Entries supplied ->
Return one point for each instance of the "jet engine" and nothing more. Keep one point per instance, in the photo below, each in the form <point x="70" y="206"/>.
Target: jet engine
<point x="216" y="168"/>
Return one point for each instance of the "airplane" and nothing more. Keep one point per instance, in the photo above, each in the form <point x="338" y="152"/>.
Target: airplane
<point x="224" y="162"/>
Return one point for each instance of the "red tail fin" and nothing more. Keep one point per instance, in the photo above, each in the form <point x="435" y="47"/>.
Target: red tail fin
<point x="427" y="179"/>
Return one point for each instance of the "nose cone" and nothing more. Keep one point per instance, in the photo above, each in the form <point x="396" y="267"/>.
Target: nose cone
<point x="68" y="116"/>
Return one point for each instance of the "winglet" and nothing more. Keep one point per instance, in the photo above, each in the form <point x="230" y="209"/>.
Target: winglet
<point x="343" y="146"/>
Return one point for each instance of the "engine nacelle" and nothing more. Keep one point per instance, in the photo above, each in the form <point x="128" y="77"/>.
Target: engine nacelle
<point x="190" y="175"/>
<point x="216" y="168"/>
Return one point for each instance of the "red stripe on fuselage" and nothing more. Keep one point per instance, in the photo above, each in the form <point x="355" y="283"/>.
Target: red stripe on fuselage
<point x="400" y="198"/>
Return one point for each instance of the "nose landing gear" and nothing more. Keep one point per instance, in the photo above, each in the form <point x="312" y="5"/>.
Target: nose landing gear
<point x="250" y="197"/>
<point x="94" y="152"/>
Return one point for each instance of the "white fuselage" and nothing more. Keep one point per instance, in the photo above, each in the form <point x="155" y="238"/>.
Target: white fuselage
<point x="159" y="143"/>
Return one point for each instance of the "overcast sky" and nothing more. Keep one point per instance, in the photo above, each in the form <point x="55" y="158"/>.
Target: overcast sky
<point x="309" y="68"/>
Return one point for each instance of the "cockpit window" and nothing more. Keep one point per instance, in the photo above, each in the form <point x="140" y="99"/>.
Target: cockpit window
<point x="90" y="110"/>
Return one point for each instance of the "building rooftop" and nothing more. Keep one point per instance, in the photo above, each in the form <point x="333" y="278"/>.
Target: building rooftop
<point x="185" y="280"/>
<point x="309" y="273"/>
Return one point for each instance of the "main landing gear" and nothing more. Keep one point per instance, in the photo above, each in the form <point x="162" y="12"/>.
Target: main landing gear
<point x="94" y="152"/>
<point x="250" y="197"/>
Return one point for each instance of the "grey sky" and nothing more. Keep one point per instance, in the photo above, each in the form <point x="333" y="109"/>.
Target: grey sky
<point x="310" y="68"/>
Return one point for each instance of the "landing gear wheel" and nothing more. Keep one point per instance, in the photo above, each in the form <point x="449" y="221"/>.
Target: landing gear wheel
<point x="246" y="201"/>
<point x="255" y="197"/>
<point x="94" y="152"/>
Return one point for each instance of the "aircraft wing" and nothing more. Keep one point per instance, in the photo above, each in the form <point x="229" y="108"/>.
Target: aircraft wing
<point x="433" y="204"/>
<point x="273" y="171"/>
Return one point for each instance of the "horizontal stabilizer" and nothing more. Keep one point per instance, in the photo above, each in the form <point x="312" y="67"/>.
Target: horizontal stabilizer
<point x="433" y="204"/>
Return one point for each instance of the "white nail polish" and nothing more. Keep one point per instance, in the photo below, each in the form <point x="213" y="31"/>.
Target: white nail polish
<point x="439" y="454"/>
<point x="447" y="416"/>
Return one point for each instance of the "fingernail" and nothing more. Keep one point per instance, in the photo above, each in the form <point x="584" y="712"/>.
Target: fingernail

What you need to do ->
Every line of the records above needs to be given again exactly.

Solution to the exercise ->
Return one point for each instance of the "jet engine" and nothing more. Keep one point per instance, in the photo below, each in the form <point x="70" y="206"/>.
Target: jet engine
<point x="216" y="168"/>
Return one point for each instance of the "airplane" and nothing more. Keep one point per instance, in the photo above, each in the form <point x="338" y="152"/>.
Target: airplane
<point x="224" y="162"/>
Return one point for each instance of the "red tail fin" and nothing more. Keep one point per instance, in the photo above, each in the form <point x="435" y="47"/>.
Target: red tail fin
<point x="427" y="179"/>
Return one point for each instance of the "nose cone" and nothing more. Keep one point per instance, in the photo above, each in the form <point x="396" y="267"/>.
Target: nose cone
<point x="68" y="116"/>
Return one point for each instance of the "winglet" and nothing more. Keep one point per instance, in the photo above, each in the form <point x="230" y="209"/>.
Target: winglet
<point x="343" y="146"/>
Return one point for each instance of the "engine nacelle" and nothing more. Keep one point per instance, in the photo above, each in the form <point x="128" y="77"/>.
Target: engine nacelle
<point x="190" y="175"/>
<point x="216" y="168"/>
Return one point for each instance of the "red stripe on fuselage" and nothing more. Keep one point per instance, in the photo above, each in the form <point x="355" y="283"/>.
Target: red stripe on fuselage
<point x="400" y="198"/>
Return one point for each instance of the "nose landing gear" and nothing more. Keep one point per instance, in the photo above, each in the form <point x="312" y="5"/>.
Target: nose landing gear
<point x="250" y="197"/>
<point x="94" y="152"/>
Return one point for each instance of the "white fuselage" and nothing more. Keep one point per instance, in the photo above, each in the form <point x="155" y="238"/>.
Target: white fuselage
<point x="159" y="143"/>
Return one point for each instance of the "overcast sky" and nothing more. Keep one point per instance, in the photo above, each in the form <point x="55" y="158"/>.
Target: overcast sky
<point x="309" y="68"/>
Return one point for each instance of the "cockpit window" and nothing more. Keep one point per instance, in the photo above, each in the form <point x="140" y="99"/>.
Target: cockpit window
<point x="90" y="110"/>
Return one point for each instance of the "building rooftop" and nothing more. Keep one point per instance, in the photo above, each in the form <point x="333" y="278"/>.
Target: building rooftop
<point x="185" y="280"/>
<point x="309" y="273"/>
Return one point for each instance of the "main landing gear" and nothing more. Keep one point per instance, in the photo above, each in the form <point x="162" y="12"/>.
Target: main landing gear
<point x="94" y="152"/>
<point x="250" y="197"/>
Return one point for each instance of the "grey sky" and nothing more. Keep one point per instance, in the photo above, each in the form <point x="333" y="109"/>.
Target: grey sky
<point x="310" y="68"/>
Return one point for each instance of the "landing gear wheel" and nothing more. Keep one point per instance, in the photo above, each in the form <point x="449" y="221"/>.
Target: landing gear wheel
<point x="246" y="201"/>
<point x="255" y="197"/>
<point x="94" y="152"/>
Return one point for each instance of the "aircraft wing" and nothing more. Keep one point per instance, in the photo above, each in the form <point x="229" y="108"/>.
Target: aircraft wing
<point x="433" y="204"/>
<point x="273" y="171"/>
Return one point for each instance of the "horizontal stabilizer" and nothing more. Keep one point per instance, in the photo above, each in the form <point x="312" y="67"/>.
Target: horizontal stabilizer
<point x="433" y="204"/>
Return one point for each instance of the "white nail polish" and nothing more. Keep one point per instance, in the photo below, each in the form <point x="213" y="31"/>.
Target: white nail polish
<point x="439" y="454"/>
<point x="447" y="416"/>
Return one point for each instance of the "fingernail" and nothing more. Keep one point per instance, in the photo above, each in the form <point x="584" y="712"/>.
Target: fingernail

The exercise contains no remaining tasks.